== Brano da leggere ==
************

Print Friendly, PDF & Email

osservatorioglobalizzazione

Da Wallerstein a de Benoist: la globalizzazione alla prova dei suoi critici

di Andrea Muratore

Il connubio tra scienze sociali e globalizzazione ha proceduto sulla scia di una precisa periodizzazione cronologica. I processi storici hanno conosciuto una repentina accelerazione nel mondo globalizzato: modifiche importanti nei modi di vita delle persone, dei rapporti economici e dei rapporti tra le nazioni hanno preso piede in pochissimi anni.

A partire dagli Anni Sessanta e Settanta sociologi, storici, politologi ed economisti iniziarono a tematizzare il fenomeno “globalizzazione”, a causa dell’incedere di nuove tematiche categorizzate per la prima volta da Marshall McLuhan, che nel 1964 di fronte all’incedere del progresso tecnologico teorizzò il “villaggio globale”, un mondo ristretto dalla velocizzazione dei processi di comunicazione.

Dopo la caduta del Muro di Berlino e del bipolarismo il dibattito si ampliò. La contrapposizione USA-URSS aveva caratterizzato l’ordine delle cose a livello planetario, dividendo nei due blocchi l’egemonia internazionale; caduto il sistema comunista il dibattito sulla globalità prese inesorabilmente piede.

 

Wallerstein e il sistema-mondo

Una serie di teorie si affermarono a partire dalla nascita del concetto di World-System, che reputava la fine della dialettica bipolare come il guado tra due ere storiche. Processi come la riorganizzazione del sistema produttivo mondiale, sempre meno centralizzato sulla fabbrica fordista, erano tuttavia già in atto da decenni. La fabbrica fordista rappresentava un retaggio del mondo precedente, e attorno ad essa si caratterizzava una dialettica di classe e, soprattutto, un’identificazione sociale per i lavoratori: dall’industria dell’automobile, tuttavia, negli USA Anni Sessanta cominciò ad affermarsi la produzione in rete, che spezzettava la produzione con una sofisticazione della logistica, mentre al tempo stesso iniziò la parcellizzazione fiscale.

************

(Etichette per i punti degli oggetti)
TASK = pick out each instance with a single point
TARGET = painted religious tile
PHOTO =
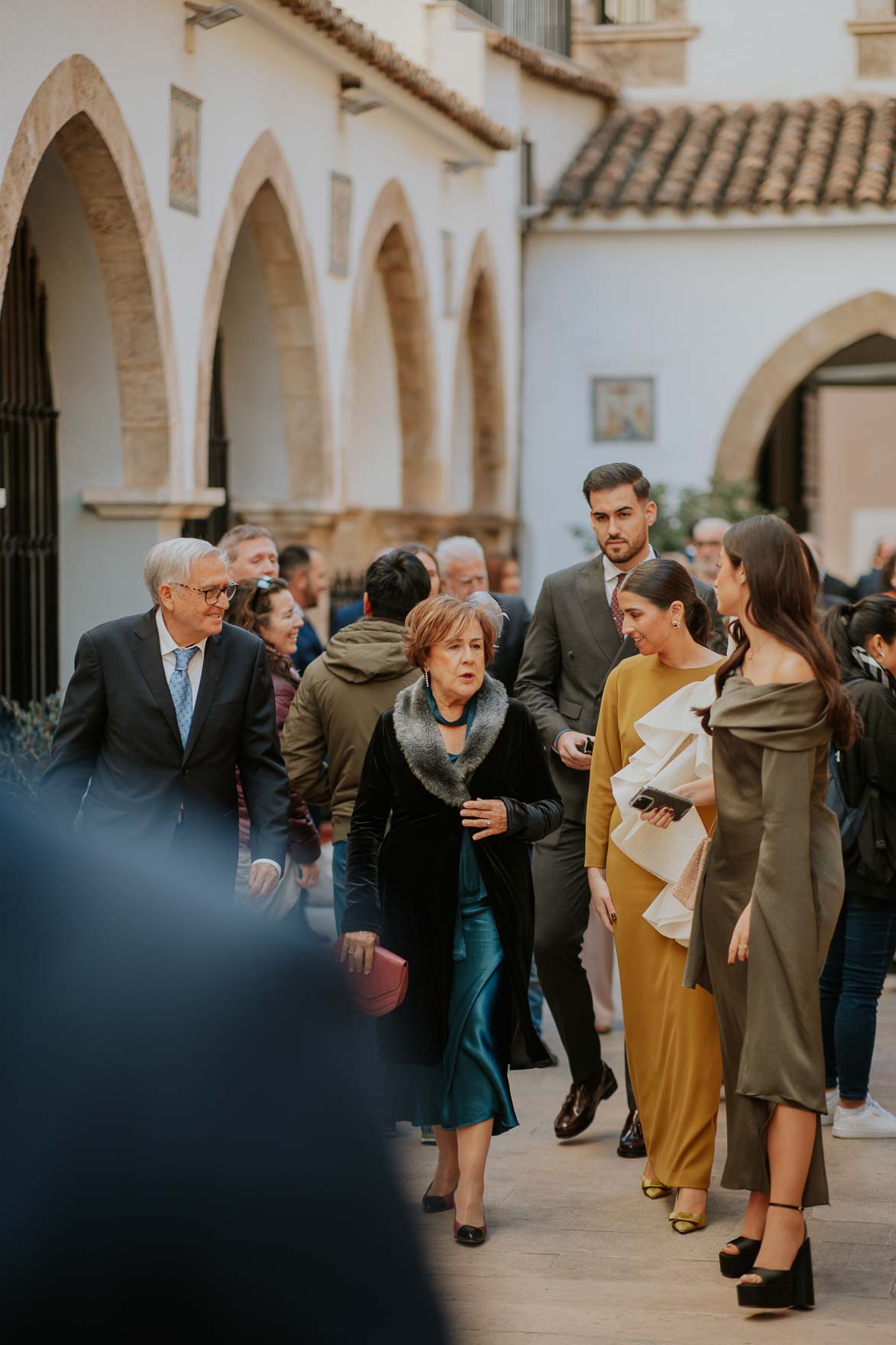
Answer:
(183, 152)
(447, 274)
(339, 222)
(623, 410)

************

== Consegne di lavoro ==
(A) Rispondi a queste domande sul brano dedicato alla globalizzazione:
(i) In che anno Marshall McLuhan teorizzò il "villaggio globale"?
(ii) Dopo la caduta di che cosa il dibattito si ampliò?
(iii) In quale industria cominciò ad affermarsi la produzione in rete negli USA degli Anni Sessanta?
(B) Secondo il brano dedicato alla globalizzazione, quali categorie di studiosi iniziarono a tematizzare il fenomeno a partire dagli Anni Sessanta e Settanta? Elencale tutte.

== Risposte alle consegne ==
(A)
(i) Nel 1964.
(ii) Dopo la caduta del Muro di Berlino e del bipolarismo.
(iii) Nell'industria dell'automobile.

(B) Sociologi, storici, politologi ed economisti.